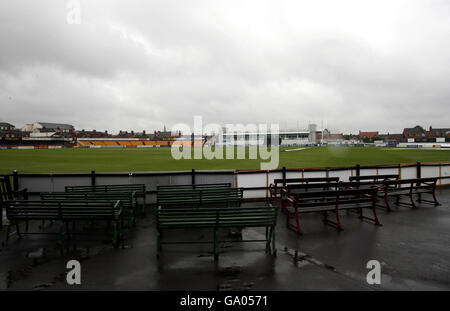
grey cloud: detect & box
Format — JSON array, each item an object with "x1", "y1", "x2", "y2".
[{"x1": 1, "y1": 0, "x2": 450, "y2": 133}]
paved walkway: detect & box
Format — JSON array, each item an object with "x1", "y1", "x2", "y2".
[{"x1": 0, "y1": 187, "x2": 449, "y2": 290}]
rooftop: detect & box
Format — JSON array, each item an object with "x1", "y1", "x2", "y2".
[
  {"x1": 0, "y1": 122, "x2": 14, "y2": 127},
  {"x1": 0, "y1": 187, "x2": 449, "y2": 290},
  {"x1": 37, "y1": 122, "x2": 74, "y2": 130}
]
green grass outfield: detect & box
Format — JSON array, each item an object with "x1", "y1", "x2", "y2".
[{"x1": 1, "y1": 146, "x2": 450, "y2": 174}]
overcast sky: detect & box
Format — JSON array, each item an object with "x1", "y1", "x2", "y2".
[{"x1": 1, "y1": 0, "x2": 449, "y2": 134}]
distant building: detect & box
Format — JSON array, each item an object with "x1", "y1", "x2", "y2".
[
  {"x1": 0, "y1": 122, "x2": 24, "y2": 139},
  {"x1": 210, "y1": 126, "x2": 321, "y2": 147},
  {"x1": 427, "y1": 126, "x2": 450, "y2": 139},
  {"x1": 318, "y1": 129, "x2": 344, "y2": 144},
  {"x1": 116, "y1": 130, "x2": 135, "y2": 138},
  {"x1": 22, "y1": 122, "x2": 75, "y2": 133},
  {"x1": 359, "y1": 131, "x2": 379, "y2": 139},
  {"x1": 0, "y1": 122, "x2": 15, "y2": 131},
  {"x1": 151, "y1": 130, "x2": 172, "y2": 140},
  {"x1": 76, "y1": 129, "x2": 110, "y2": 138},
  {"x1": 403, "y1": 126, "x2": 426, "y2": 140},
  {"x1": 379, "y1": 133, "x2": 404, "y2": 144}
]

· · · · · · ·

• Your goal: Although the records contain pictures, your copy should hold only the text, reproduced exactly.

• Response:
grey cloud: detect & box
Format — JSON array, each item an object with "x1", "y1", "x2", "y2".
[{"x1": 1, "y1": 0, "x2": 450, "y2": 133}]
paved walkway: detect & box
Format — JSON array, each item an object with "x1", "y1", "x2", "y2".
[{"x1": 0, "y1": 187, "x2": 449, "y2": 290}]
rooftop: detect & box
Format — JSON array, each item an object with "x1", "y1", "x2", "y2".
[
  {"x1": 0, "y1": 122, "x2": 14, "y2": 127},
  {"x1": 0, "y1": 187, "x2": 449, "y2": 290},
  {"x1": 37, "y1": 122, "x2": 74, "y2": 130}
]
green grass outfield: detect & box
Format — JSON array, each item an object with "x1", "y1", "x2", "y2".
[{"x1": 1, "y1": 146, "x2": 450, "y2": 174}]
overcast sky: detect & box
Format — JSON array, each item an object with "x1", "y1", "x2", "y2".
[{"x1": 1, "y1": 0, "x2": 449, "y2": 134}]
distant building: detect & box
Format — JSON array, each item an object with "x1", "y1", "x2", "y2".
[
  {"x1": 0, "y1": 122, "x2": 24, "y2": 139},
  {"x1": 210, "y1": 126, "x2": 321, "y2": 147},
  {"x1": 427, "y1": 126, "x2": 450, "y2": 139},
  {"x1": 318, "y1": 129, "x2": 344, "y2": 144},
  {"x1": 116, "y1": 130, "x2": 135, "y2": 138},
  {"x1": 22, "y1": 122, "x2": 75, "y2": 133},
  {"x1": 359, "y1": 131, "x2": 379, "y2": 139},
  {"x1": 0, "y1": 122, "x2": 15, "y2": 131},
  {"x1": 151, "y1": 130, "x2": 172, "y2": 140},
  {"x1": 76, "y1": 129, "x2": 110, "y2": 138},
  {"x1": 403, "y1": 126, "x2": 426, "y2": 140},
  {"x1": 379, "y1": 133, "x2": 404, "y2": 144}
]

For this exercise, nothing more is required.